[What is expected] Scan the records for the word "winter". Return each line where it is found.

[Data extracts]
▬▬▬

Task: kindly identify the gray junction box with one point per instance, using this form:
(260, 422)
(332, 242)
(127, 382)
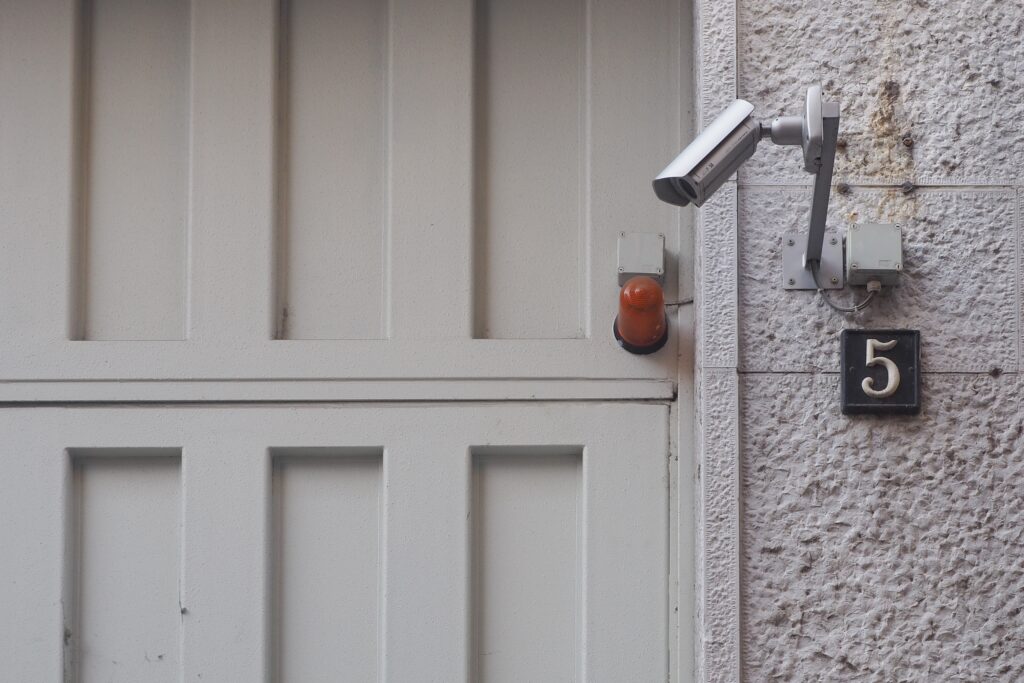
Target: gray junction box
(873, 251)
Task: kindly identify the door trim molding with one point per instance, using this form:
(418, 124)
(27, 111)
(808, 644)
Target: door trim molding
(716, 275)
(250, 391)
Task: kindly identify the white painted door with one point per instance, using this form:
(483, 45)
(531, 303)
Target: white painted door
(398, 543)
(306, 370)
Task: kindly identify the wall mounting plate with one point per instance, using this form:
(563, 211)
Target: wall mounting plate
(641, 254)
(796, 276)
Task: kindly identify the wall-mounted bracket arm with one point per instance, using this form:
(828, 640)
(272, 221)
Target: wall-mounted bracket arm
(822, 183)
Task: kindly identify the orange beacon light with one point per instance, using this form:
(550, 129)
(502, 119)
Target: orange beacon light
(641, 326)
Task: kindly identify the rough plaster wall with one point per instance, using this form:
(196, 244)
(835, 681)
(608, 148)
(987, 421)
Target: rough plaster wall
(870, 549)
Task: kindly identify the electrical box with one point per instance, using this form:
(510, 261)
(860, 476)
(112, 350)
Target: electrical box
(641, 254)
(873, 251)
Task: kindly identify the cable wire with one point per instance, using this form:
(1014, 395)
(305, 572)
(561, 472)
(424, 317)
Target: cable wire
(855, 308)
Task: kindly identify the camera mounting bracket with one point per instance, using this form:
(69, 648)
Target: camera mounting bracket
(818, 134)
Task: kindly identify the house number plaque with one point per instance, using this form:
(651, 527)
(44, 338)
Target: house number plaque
(880, 372)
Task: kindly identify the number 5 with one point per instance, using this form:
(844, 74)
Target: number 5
(891, 370)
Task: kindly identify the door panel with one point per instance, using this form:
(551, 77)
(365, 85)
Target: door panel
(399, 543)
(305, 189)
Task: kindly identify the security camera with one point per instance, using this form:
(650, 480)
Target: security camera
(732, 138)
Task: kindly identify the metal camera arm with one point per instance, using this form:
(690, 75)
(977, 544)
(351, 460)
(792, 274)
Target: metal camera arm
(817, 133)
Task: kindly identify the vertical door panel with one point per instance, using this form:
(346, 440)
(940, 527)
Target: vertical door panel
(331, 169)
(327, 511)
(529, 168)
(430, 154)
(126, 526)
(37, 61)
(527, 563)
(132, 180)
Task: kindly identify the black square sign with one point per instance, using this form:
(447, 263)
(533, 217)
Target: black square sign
(880, 372)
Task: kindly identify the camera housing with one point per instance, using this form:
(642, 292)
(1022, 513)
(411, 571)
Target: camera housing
(714, 156)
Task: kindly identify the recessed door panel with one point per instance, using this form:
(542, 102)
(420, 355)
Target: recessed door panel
(486, 543)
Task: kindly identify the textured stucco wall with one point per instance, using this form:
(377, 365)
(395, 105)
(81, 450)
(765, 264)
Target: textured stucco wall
(865, 549)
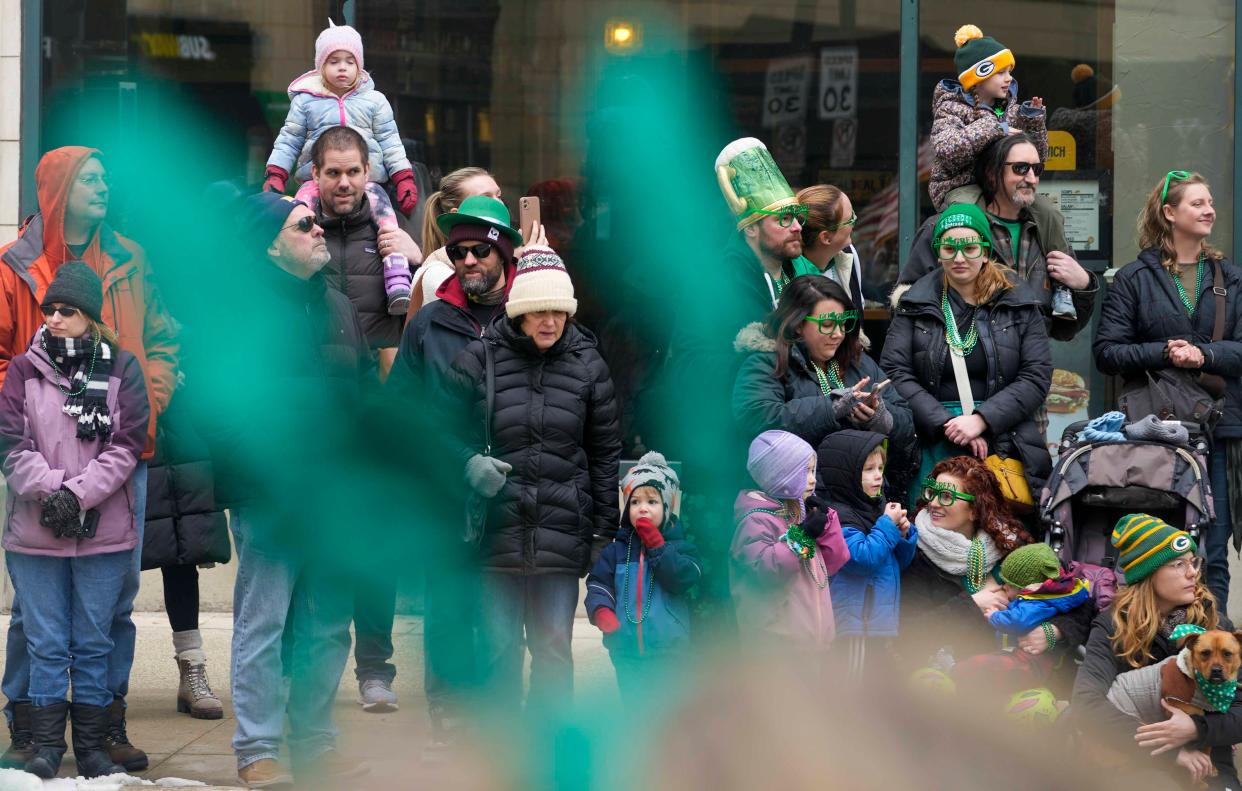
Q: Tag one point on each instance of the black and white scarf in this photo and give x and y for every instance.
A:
(88, 361)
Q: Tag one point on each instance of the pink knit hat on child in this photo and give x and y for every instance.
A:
(337, 37)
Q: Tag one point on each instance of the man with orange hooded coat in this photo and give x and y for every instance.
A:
(72, 206)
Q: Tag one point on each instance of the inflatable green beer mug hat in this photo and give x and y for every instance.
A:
(754, 186)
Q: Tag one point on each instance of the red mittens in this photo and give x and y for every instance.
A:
(648, 533)
(406, 191)
(276, 179)
(606, 620)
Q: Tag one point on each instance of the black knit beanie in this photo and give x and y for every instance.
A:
(78, 286)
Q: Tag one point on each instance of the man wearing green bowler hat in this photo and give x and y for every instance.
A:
(481, 244)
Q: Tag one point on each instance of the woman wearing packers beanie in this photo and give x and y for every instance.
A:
(1164, 591)
(549, 472)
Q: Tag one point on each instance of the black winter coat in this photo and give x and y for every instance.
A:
(184, 523)
(1099, 719)
(1031, 266)
(357, 270)
(1019, 369)
(555, 421)
(1143, 312)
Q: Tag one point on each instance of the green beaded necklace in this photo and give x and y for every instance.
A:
(1199, 284)
(975, 570)
(959, 345)
(625, 590)
(830, 379)
(86, 383)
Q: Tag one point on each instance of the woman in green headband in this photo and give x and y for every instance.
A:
(970, 309)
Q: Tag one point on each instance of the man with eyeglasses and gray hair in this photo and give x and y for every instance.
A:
(1007, 173)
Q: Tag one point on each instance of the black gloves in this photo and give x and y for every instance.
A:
(61, 512)
(816, 517)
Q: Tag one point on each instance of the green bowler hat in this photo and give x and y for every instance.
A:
(750, 181)
(480, 210)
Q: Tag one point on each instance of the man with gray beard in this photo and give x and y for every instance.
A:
(1007, 173)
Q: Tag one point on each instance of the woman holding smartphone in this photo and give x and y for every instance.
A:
(807, 373)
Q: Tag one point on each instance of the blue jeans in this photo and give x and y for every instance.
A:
(1216, 540)
(535, 611)
(280, 586)
(123, 635)
(70, 604)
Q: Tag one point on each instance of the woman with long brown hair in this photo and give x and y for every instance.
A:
(1160, 313)
(971, 309)
(1164, 600)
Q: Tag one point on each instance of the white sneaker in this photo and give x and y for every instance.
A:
(376, 696)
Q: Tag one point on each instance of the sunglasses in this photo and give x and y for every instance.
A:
(1021, 169)
(457, 252)
(831, 322)
(943, 493)
(843, 224)
(1180, 175)
(788, 215)
(302, 225)
(970, 247)
(66, 312)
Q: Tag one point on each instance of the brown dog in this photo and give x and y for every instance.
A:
(1215, 655)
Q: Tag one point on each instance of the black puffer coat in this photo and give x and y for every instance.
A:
(1142, 313)
(1019, 368)
(357, 270)
(555, 421)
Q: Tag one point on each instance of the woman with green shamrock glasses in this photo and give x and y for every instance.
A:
(1174, 314)
(806, 371)
(969, 352)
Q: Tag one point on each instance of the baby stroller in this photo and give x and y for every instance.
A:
(1096, 483)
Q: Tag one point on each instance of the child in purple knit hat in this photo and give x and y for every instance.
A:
(785, 548)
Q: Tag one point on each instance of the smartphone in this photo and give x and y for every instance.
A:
(528, 215)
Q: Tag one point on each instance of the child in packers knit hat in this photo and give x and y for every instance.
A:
(973, 111)
(781, 555)
(636, 592)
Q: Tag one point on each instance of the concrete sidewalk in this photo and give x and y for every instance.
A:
(180, 746)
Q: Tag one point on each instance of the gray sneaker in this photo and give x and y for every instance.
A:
(376, 696)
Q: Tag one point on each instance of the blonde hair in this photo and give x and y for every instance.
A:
(1137, 619)
(448, 196)
(1156, 231)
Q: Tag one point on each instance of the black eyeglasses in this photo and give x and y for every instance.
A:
(457, 252)
(66, 312)
(1021, 169)
(303, 225)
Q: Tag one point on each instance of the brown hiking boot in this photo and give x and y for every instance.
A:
(117, 741)
(265, 774)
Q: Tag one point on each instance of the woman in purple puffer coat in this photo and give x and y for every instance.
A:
(72, 426)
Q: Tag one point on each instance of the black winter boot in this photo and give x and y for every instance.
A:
(90, 727)
(117, 741)
(21, 743)
(47, 728)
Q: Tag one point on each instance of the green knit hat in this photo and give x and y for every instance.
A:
(1145, 543)
(1030, 566)
(978, 56)
(963, 216)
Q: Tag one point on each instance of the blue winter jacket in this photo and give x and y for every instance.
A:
(866, 592)
(314, 109)
(667, 574)
(1030, 610)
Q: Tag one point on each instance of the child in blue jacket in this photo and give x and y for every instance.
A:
(1038, 589)
(636, 592)
(866, 591)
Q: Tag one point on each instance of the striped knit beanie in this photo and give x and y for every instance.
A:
(1145, 543)
(540, 283)
(978, 56)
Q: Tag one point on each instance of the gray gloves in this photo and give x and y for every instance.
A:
(486, 474)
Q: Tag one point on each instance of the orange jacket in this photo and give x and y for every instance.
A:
(131, 302)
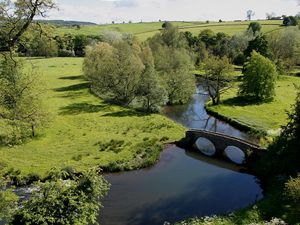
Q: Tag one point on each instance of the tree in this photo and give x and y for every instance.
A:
(259, 78)
(16, 17)
(8, 202)
(171, 36)
(151, 92)
(64, 200)
(20, 101)
(258, 44)
(255, 27)
(250, 13)
(237, 46)
(80, 42)
(114, 71)
(208, 37)
(290, 21)
(175, 68)
(216, 76)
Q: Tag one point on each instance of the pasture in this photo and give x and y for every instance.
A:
(146, 30)
(85, 131)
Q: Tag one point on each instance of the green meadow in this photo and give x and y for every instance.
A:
(268, 116)
(146, 30)
(85, 131)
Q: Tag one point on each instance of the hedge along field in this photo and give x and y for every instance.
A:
(146, 30)
(267, 117)
(85, 131)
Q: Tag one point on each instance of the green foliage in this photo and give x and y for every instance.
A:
(114, 71)
(80, 119)
(8, 202)
(216, 76)
(284, 154)
(285, 48)
(151, 91)
(174, 64)
(290, 21)
(258, 44)
(255, 27)
(21, 108)
(177, 76)
(80, 42)
(293, 192)
(259, 78)
(64, 201)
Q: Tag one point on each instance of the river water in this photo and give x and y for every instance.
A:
(184, 183)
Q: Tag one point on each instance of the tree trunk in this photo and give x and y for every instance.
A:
(32, 131)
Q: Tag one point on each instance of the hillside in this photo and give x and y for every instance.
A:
(146, 30)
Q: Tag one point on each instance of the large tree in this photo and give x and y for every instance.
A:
(21, 106)
(258, 44)
(151, 92)
(114, 71)
(255, 27)
(216, 77)
(259, 78)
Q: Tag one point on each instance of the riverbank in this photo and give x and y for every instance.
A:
(85, 131)
(262, 119)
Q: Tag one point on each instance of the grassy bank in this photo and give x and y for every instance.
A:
(85, 131)
(146, 30)
(267, 117)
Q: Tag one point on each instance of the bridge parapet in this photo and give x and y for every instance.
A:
(212, 143)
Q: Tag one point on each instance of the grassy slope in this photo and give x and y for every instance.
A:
(146, 30)
(80, 120)
(267, 116)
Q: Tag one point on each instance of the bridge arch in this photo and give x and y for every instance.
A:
(221, 145)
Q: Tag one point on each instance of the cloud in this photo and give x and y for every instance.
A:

▬▬▬

[Response]
Q: Tag one point on each instance of the black winter coat in this photo and give x and y for every instance.
Q: Tag one point on each instance of the black winter boot in this photo and give x and y for every instance.
Q: Tag one point on each instance of the blue winter jacket in this photo and give x and y for every instance.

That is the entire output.